◆ **Your goal**:
The answer must consist of each line below that contains the word "backdrop", copied in full.

________________________________________

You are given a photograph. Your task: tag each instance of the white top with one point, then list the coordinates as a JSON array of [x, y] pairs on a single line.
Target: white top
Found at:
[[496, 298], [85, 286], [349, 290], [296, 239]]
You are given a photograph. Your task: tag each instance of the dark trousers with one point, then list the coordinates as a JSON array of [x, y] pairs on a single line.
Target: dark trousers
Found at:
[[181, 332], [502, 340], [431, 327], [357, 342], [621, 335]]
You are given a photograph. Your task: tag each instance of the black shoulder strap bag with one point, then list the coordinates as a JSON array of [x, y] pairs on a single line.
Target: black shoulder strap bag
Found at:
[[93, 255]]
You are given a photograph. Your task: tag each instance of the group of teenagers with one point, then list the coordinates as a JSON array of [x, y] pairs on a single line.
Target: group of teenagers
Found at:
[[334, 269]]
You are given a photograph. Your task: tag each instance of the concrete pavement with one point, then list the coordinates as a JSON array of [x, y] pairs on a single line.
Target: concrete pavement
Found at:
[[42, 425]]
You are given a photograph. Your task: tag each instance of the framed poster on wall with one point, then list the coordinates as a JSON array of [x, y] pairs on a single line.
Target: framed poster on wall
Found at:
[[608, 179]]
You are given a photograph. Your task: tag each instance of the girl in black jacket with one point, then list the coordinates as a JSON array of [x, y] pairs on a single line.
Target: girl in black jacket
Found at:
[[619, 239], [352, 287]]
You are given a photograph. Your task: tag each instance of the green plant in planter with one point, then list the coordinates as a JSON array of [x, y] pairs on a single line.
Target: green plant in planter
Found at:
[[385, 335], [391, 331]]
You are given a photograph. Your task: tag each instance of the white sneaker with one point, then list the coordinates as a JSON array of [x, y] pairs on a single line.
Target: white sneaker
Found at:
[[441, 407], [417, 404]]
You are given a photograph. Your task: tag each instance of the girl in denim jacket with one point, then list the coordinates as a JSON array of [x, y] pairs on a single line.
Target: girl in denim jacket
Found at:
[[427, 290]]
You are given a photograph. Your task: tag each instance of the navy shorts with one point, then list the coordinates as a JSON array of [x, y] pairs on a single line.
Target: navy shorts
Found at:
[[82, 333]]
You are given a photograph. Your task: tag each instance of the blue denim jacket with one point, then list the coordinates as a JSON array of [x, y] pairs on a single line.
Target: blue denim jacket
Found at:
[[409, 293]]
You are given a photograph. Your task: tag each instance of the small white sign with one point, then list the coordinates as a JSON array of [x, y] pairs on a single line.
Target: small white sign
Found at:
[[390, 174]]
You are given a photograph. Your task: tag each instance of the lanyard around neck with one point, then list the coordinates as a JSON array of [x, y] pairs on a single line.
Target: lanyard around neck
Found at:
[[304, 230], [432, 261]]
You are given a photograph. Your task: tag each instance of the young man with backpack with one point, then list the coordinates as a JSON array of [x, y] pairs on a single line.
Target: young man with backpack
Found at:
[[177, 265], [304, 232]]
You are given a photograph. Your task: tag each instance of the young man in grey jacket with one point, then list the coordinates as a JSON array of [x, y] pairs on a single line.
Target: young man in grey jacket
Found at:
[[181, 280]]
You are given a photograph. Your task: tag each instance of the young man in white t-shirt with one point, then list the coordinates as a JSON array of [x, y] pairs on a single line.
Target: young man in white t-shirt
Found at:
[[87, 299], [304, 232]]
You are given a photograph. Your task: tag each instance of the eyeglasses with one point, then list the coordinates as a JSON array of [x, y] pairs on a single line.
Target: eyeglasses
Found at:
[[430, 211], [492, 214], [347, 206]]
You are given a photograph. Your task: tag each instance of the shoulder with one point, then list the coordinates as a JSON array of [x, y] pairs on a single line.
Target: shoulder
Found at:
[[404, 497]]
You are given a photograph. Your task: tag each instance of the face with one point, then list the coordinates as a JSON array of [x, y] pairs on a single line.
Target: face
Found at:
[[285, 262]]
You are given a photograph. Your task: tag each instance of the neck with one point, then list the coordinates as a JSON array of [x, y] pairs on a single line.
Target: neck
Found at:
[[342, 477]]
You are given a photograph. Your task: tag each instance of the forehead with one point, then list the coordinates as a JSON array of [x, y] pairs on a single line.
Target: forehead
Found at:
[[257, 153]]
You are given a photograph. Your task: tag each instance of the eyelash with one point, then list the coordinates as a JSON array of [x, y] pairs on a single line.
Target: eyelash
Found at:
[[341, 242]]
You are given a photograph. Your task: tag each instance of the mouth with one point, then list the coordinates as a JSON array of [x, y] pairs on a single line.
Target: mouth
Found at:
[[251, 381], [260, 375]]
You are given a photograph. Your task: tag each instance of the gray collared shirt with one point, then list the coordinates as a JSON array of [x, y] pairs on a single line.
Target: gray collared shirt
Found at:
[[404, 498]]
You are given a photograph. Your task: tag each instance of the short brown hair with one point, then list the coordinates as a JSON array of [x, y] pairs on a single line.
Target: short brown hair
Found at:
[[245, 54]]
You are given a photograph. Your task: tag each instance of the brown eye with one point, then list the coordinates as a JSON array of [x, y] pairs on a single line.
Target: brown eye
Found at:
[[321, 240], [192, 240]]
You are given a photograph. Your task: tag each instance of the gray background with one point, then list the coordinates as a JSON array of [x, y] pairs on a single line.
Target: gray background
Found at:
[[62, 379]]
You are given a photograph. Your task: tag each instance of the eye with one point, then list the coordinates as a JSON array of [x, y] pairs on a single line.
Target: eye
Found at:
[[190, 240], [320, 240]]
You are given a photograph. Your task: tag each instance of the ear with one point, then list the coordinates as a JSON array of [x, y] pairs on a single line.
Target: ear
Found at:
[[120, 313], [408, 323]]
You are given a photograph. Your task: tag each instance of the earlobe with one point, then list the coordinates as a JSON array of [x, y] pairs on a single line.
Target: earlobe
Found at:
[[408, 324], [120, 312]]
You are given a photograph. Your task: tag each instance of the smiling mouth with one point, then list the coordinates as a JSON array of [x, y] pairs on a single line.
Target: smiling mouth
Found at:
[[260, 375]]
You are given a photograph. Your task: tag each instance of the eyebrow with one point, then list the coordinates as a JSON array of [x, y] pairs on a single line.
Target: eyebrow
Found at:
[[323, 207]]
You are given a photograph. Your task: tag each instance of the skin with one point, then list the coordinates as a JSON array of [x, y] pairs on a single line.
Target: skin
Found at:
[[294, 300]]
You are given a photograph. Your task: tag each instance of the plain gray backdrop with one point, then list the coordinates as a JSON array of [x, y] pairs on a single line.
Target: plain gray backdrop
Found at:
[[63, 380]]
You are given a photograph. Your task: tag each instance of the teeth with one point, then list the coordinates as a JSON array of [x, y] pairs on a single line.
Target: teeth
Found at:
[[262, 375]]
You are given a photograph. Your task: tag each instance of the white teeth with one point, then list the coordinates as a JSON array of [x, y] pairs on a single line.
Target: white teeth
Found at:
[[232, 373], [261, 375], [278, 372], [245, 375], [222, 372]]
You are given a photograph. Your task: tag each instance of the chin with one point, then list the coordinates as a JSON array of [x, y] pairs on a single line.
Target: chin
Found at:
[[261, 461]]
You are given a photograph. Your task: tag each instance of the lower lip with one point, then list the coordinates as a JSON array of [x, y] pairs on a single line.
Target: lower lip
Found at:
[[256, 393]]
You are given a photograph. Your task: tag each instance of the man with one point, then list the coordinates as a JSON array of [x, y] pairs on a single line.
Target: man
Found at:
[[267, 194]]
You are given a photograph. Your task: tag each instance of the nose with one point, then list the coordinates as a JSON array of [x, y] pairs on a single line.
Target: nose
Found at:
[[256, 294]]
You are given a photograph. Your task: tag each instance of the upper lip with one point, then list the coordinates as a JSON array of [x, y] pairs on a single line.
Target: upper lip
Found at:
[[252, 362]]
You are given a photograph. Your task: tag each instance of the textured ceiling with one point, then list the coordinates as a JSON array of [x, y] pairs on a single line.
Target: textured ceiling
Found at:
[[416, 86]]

________________________________________

◆ **Response area**:
You are given a photograph. Your task: tag each instance of the plain gray backdrop with one point, then list the coordinates as a JSON array of [x, y] pairs on a single line.
Target: plain gray backdrop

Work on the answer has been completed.